Jobs:
1 - Based on the article about Dayton, Ohio, explain in one to three sentences why the article says the plight of post-industrial cities like Dayton has been obscured in recent years.
2 - From the article about Dayton, Ohio, list every metro area whose 1980 per capita income advantage over the Dayton area is given, along with that percentage.
3 - Continue the article about Dayton, Ohio, beginning right after its final sentence.
-- begin Excerpted text --
Tuesday, September 18, 2018

HOW STRUGGLING DAYTON, OHIO, REVEALS THE CHASM AMONG AMERICAN CITIES


An abandoned factory stands behind a barbed wire fence in Dayton, Ohio. (Ty Wright for ProPublica)




HOW STRUGGLING DAYTON, OHIO, REVEALS THE CHASM AMONG AMERICAN CITIES

By Alec MacGillis, Propublica.org

As A ProPublica/Frontline Documentary Shows, The Economic And Social Gaps Among Cities Are Growing As Dramatic As The Gaps Between Urban And Rural Areas.

“Left Behind America,” a ProPublica/Frontline collaboration, premieres on PBS on Sept. 11 and can also be streamed.
The news this past year has been full of the tribulations facing the cities at the vanguard of the great urban rebirth. There are fights over Uber limits in New York, cash-free purchasing in Washington, D.C., and extreme housing costs in San Francisco.
Dayton, Ohio, has been grappling with a different set of concerns. For example, there was a spate of disturbing, unexplained deaths in a formerly middle-class neighborhood just northwest of downtown. Over the span of seven months, five women’s bodies were found scattered around the area, at least three of them the victims of homicides, the others likely dead by overdose. Three had gone undiscovered for so long that they’d been partly eaten by animals. The deaths, and their aftermath, seemed to capture three of the city’s pathologies — violence, drug abuse and abandonment — inside an area of little more than a few square blocks.
The plight of small and mid-sized post-industrial cities like Dayton is hardly new, but it’s gotten obscured in recent years. The 2016 election drew a lot of attention to the urban-rural divide — between vibrant blue islands and fading red expanses that turned out so strongly for Donald Trump. What all the talk of the urban-rural gap overlooks is the growing divide among cities, too.
There have always been more and less wealthy cities, but nothing like what is on display today, as a select group of hyper-prosperous cities put ever-greater distance between themselves and their counterparts. Consider this. In 1980, even after the first wave of deindustrialization, Middle American cities such as Dayton were remarkably close to par with their coastal peers. Per capita income in the Seattle area was only 16 percent greater than in the Dayton area. In metro Boston, the edge was only 6 percent. In New York, 14 percent. In Washington, 31 percent. And in the San Francisco Bay Area, 33 percent.
All those cities have since left Dayton in the dust. Seattle’s per capita income is now 48 percent greater. Boston’s edge has jumped all the way to 61 percent — a tenfold increase. New York and Washington are both over 50 percent greater. And in the Bay Area, per capita income is 94 percent greater than in the Dayton area—that is, almost double. (And these stats are for the whole Dayton area, not just the diminished city proper, which has lost nearly half its population since 1960, to about 140,000 today, and where more than a third of the population now lives in poverty.) You’ll find similarly widening gaps if you substitute Dayton with St. Louis or Milwaukee or Fresno or Buffalo.
You hardly need income data, though, to discern these divides. Just use your own eyes. Take, for instance, the increasingly stark contrast between Washington, D.C., and Baltimore, where I live. A few decades ago, the cities were strikingly similar in their scale, levels of wealth and urban challenges — in fact, Baltimore’s population was 150,000 larger than D.C.’s as recently as 1980.
-- end Excerpted text --
-- begin Material --
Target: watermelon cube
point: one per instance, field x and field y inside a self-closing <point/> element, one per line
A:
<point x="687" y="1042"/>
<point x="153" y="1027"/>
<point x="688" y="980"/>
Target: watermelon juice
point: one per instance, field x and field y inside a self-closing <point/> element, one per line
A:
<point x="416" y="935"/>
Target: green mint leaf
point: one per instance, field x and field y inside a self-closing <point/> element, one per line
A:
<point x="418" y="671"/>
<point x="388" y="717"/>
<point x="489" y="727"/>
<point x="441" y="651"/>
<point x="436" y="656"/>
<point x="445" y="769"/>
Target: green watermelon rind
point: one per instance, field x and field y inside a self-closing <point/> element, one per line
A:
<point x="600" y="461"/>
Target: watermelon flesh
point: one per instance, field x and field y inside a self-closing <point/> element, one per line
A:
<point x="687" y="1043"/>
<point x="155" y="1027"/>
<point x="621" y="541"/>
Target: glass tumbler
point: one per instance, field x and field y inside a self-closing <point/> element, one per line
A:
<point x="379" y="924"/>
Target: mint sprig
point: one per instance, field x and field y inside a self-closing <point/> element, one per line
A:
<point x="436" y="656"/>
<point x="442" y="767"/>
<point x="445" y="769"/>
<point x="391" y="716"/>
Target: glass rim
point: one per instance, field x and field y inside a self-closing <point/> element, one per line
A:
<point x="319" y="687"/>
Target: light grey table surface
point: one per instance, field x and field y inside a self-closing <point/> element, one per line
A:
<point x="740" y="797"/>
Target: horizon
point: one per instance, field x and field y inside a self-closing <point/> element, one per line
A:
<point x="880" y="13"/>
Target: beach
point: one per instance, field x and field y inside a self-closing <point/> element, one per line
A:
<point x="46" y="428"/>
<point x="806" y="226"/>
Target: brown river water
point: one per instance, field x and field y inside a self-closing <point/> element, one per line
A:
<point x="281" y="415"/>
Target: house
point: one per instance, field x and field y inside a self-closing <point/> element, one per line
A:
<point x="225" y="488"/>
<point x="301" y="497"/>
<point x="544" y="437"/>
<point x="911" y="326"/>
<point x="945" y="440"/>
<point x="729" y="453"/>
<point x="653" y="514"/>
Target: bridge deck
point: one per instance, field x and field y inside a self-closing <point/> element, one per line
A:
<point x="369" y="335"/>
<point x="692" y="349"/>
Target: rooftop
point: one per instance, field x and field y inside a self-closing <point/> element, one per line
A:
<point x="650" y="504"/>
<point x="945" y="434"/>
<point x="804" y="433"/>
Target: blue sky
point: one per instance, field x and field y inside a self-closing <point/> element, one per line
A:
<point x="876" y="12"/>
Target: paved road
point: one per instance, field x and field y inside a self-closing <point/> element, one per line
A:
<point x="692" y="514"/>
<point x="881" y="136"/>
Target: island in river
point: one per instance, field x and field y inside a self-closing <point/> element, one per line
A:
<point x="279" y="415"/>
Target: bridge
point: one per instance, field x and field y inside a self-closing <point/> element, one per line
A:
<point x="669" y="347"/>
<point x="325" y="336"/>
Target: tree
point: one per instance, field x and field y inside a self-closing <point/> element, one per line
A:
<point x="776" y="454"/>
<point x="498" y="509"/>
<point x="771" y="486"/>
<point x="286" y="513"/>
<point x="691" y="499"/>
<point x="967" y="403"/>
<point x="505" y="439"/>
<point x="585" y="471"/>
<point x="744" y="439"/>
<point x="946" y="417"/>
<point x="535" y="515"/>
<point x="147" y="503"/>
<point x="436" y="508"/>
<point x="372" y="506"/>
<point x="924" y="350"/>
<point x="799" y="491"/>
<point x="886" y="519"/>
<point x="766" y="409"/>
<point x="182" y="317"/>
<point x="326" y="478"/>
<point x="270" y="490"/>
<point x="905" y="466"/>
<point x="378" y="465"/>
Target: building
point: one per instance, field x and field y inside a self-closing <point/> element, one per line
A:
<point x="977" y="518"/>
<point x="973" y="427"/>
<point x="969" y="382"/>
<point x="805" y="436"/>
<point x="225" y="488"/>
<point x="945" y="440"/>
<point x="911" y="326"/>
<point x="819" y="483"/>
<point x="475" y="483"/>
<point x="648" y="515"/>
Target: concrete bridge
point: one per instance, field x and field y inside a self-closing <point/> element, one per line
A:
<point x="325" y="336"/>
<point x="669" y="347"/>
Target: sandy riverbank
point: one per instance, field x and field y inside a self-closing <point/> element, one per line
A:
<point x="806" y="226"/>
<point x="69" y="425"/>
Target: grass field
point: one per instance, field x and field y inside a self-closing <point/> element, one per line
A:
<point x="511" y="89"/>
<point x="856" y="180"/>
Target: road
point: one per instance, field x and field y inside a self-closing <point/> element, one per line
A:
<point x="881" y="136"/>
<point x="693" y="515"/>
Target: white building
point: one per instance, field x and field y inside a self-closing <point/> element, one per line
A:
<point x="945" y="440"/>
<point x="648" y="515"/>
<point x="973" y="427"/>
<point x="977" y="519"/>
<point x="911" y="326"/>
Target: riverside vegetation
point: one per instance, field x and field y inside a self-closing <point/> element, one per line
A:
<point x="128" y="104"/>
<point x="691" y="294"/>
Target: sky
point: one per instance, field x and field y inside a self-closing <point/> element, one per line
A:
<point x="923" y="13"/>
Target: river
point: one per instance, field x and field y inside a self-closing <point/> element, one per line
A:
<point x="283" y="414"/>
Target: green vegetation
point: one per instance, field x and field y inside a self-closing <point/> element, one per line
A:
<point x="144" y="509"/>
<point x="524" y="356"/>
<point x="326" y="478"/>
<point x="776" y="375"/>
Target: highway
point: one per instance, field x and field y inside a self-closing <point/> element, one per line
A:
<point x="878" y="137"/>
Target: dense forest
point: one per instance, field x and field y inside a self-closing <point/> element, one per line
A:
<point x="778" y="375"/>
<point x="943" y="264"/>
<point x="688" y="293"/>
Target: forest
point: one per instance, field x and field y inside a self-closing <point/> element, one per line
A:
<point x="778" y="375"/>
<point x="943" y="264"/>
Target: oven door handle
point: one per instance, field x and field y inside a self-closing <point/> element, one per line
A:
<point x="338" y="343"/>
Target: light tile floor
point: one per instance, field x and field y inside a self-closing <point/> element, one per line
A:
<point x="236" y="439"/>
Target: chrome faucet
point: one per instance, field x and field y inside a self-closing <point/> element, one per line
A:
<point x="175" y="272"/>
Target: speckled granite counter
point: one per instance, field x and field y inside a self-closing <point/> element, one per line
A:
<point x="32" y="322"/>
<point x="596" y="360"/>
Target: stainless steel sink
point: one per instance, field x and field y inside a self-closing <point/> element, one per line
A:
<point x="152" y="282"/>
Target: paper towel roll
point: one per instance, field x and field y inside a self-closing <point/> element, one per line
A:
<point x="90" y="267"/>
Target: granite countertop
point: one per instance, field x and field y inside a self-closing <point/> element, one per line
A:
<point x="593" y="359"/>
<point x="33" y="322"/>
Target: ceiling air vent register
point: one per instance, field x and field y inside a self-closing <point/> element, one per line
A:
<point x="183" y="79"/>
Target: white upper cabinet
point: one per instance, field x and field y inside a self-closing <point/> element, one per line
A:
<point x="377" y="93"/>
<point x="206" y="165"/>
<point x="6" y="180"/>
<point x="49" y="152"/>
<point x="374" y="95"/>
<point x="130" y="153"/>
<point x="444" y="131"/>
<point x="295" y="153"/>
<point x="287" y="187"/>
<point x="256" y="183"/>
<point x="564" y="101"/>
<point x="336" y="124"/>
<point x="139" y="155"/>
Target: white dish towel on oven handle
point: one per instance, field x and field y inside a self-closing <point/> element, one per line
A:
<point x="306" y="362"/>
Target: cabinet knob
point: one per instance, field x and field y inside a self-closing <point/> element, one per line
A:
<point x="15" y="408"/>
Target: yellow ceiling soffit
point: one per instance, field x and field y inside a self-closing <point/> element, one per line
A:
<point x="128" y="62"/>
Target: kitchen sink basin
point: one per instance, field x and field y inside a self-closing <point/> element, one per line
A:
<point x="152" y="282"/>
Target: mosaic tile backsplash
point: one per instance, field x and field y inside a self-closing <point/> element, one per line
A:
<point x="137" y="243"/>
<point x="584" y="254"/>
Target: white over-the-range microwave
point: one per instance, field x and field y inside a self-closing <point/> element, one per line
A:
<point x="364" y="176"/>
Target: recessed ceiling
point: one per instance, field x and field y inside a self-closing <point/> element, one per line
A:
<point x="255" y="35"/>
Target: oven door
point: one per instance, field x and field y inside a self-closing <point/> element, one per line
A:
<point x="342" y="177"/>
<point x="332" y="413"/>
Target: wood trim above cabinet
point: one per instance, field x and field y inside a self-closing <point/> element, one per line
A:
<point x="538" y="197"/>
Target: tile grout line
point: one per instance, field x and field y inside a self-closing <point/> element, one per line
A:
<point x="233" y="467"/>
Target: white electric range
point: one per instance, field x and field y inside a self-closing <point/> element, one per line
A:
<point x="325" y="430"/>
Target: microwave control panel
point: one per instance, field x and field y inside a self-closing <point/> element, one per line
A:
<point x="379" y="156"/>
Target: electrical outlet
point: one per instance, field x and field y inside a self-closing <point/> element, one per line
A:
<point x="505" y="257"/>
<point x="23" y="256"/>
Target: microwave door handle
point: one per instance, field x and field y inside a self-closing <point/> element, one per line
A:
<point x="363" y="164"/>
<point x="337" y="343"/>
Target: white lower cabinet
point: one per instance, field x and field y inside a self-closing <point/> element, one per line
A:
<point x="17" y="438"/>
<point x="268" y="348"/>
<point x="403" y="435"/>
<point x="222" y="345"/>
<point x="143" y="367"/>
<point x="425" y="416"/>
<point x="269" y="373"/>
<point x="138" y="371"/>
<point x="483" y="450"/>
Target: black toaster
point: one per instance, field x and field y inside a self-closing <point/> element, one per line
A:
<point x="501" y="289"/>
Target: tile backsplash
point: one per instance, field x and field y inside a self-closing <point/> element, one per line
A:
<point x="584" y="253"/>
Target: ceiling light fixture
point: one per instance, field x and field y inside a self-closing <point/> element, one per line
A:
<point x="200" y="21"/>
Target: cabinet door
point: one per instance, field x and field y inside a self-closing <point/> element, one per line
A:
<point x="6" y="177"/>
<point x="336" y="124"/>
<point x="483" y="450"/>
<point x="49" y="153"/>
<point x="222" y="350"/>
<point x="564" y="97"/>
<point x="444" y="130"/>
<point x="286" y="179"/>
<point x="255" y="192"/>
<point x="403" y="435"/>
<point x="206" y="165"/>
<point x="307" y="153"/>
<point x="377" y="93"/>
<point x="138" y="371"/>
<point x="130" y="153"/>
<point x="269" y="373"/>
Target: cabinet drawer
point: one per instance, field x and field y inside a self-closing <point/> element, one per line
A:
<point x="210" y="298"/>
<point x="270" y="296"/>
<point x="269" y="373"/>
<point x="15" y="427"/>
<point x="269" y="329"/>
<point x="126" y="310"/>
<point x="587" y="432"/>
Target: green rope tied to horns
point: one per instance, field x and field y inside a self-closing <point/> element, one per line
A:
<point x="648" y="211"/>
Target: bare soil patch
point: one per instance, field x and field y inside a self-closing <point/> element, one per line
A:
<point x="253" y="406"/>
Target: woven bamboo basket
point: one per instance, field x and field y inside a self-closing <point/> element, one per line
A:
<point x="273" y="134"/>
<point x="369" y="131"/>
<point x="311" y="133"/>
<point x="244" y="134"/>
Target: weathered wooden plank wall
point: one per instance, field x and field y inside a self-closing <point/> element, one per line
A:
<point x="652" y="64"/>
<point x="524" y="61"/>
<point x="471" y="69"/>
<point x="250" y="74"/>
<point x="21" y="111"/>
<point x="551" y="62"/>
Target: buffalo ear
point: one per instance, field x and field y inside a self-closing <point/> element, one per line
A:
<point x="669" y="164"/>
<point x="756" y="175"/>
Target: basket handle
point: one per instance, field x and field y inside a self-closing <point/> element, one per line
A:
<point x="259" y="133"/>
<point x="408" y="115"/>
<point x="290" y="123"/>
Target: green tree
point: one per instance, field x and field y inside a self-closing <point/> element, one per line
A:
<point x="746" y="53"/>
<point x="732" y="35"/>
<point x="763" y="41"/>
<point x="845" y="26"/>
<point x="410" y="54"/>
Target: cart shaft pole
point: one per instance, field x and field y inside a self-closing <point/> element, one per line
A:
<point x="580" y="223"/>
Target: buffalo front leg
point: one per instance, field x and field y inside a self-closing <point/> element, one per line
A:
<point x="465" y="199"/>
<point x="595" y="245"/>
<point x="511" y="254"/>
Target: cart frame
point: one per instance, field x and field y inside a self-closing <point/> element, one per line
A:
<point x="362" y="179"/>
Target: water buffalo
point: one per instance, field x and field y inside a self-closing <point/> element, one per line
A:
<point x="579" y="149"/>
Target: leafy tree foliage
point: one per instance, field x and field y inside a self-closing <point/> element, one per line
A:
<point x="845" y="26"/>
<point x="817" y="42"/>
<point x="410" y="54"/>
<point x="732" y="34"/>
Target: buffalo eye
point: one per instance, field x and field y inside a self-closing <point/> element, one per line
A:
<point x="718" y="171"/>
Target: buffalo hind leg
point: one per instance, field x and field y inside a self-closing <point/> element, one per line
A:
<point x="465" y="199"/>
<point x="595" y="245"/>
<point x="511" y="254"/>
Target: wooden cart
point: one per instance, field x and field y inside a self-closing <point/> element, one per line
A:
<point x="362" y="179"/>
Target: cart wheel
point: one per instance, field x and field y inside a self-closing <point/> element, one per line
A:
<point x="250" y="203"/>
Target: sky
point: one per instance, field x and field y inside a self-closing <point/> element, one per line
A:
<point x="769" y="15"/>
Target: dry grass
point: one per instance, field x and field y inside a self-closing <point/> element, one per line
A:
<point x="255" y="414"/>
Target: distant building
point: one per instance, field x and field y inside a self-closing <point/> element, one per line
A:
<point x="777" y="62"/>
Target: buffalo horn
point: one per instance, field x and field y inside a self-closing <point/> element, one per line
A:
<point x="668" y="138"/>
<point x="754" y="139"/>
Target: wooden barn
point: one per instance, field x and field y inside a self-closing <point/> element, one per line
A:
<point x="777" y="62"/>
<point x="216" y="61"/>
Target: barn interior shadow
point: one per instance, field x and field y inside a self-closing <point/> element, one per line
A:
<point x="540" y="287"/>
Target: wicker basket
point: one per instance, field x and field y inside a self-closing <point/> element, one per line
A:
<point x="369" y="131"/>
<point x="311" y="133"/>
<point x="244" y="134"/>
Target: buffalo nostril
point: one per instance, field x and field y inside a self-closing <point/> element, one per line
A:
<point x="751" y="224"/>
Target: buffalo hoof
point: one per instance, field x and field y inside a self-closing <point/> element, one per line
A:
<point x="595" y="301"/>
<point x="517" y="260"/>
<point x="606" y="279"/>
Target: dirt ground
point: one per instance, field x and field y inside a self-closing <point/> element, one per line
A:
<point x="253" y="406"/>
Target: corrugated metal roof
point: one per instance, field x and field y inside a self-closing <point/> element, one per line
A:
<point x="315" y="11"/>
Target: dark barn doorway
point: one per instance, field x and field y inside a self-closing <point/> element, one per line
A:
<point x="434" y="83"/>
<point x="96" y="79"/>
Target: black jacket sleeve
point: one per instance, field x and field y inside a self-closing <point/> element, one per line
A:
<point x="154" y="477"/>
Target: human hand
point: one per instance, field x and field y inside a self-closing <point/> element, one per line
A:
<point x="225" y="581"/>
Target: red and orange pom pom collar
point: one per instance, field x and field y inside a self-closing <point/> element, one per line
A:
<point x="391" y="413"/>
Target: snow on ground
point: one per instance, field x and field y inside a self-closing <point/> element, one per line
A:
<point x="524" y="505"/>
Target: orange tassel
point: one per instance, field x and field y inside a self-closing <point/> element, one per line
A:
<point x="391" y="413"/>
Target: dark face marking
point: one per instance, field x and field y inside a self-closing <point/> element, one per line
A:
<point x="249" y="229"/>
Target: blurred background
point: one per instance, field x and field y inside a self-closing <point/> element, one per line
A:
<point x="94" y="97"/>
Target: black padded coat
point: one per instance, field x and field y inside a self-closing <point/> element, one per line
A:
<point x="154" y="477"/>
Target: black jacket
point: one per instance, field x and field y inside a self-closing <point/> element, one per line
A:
-- end Material --
Per-task answers:
1 - The 2016 election drew much attention to the urban-rural divide between prosperous blue urban islands and declining red areas that strongly supported Donald Trump. That focus on the urban-rural gap overlooked the growing divide among cities themselves.

2 -
Seattle area: 16 percent
Metro Boston: 6 percent
New York: 14 percent
Washington: 31 percent
San Francisco Bay Area: 33 percent

3 -
Today, to travel the 40 miles between the two cities is to risk vertigo, so wildly disparate have they become in cost of living, income levels and growth trajectory. Baltimore is laboring to demolish thousands of late-19th century townhouses that would each fetch close to seven figures in many parts of D.C. Last year, a single Realtor in D.C. sold five homes for more than $3.7 million each, more than any home sold in Baltimore that year. Maryland Gov. Larry Hogan in 2015 approved an expansion of the Washington Metro while killing a new rail line for Baltimore’s paltry transit system, furthering the divide.
You might expect regional inequality to self-correct, given how costly and congested the hyper-prosperous cities have become. Instead, the success of these cities feeds on itself, as more employers and highly educated people decide they need to be where the action is. It’s a winner-take-all, rich-get-richer effect. The result is less than ideal for everyone: Those in the winner-take-all cities struggle to get by even with a decent salary, while those in the left-behind cities face demoralizing blight and struggle to find fulfilling work.
This is the exact opposite of what was supposed to happen in the digital age. The internet was supposed to free us to live anywhere. But as Berkeley economist Enrico Moretti foresaw in his 2011 book, “The New Geography of Jobs,” the tech economy in fact encourages agglomeration: Innovation happens best in close proximity, not to mention that it’s easier to make your venture-capital pitch face to face. “It is almost as if, starting in the 1980s, the American economy bifurcated,” Moretti wrote. “On one side, cities with little human capital and traditional economies started experiencing diminishing returns and stiff competition from abroad. On the other, cities rich in human capital and economies based on knowledge-intensive sectors started seeing increasing returns and took full advantage of globalized markets.”
The irony for Dayton is that it knows the value of innovation clusters as well as anywhere. In the early decades of the last century, the city was home not only to the Wright brothers, but to lesser known inventors like Charles Kettering, who is credited with the electrical starting motor, among many automotive advances. The difference in the industrial age was that the manufacturing that flowed from those advances could be done just about anywhere with manpower, raw materials and transportation access. Today, manufacturing is typically done overseas, while the wealth accumulates in the hub cities where the intellectual property originated.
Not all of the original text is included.